• [EXERCISE GOAL]: Recast the part of the records below that opens with the line containing "Test: the pointer marks one pixel per instance of the young" and runs through the end of the records as a Markdown table with the columns Row and Line, leaving out blank lines.
** begin ENTRIES SUPPLIED **
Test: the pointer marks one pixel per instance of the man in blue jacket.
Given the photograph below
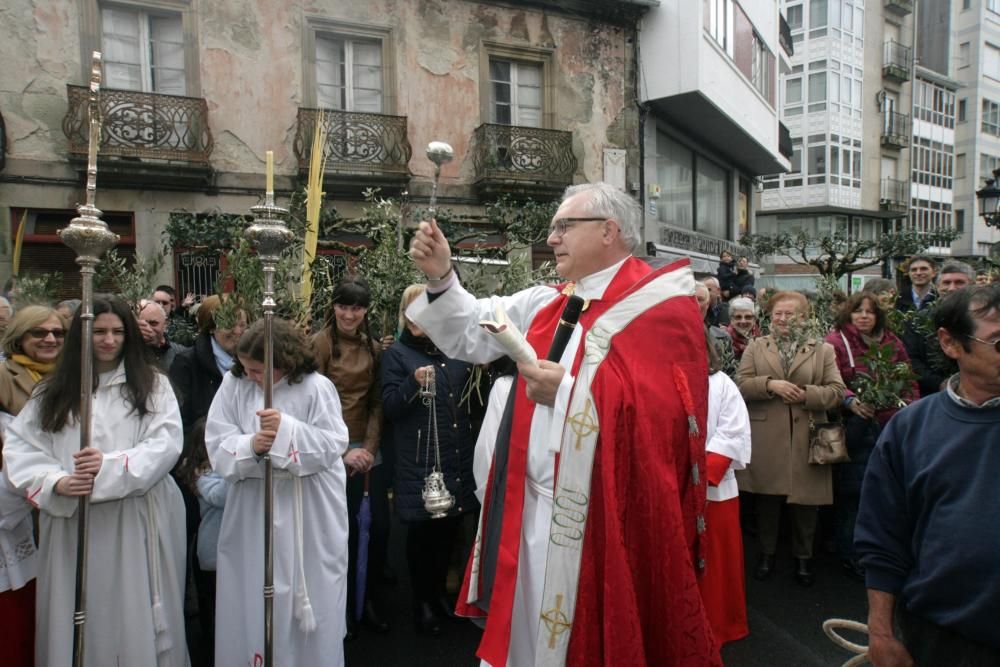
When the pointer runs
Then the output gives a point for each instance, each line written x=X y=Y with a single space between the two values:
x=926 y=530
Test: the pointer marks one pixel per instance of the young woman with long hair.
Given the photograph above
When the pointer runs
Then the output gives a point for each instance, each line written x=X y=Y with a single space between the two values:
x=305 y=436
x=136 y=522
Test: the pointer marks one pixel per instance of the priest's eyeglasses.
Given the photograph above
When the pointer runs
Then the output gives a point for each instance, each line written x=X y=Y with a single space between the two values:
** end ENTRIES SUPPLIED **
• [TASK ANSWER]:
| Row | Line |
|---|---|
| 1 | Test: the pointer marks one pixel per instance of the young woman with long hair. |
| 2 | Given the photograph above |
| 3 | When the pointer runs |
| 4 | Then the output gives a point for each instance, each line written x=X y=Y with a single space between the two values: |
| 5 | x=305 y=436 |
| 6 | x=136 y=522 |
| 7 | Test: the pointer marks one pixel per instance of the priest's eyeglasses. |
| 8 | Given the photograph above |
| 9 | When the pointer runs |
| 10 | Then the output gives a point for each instance, each line written x=X y=Y with a single space between the two values: |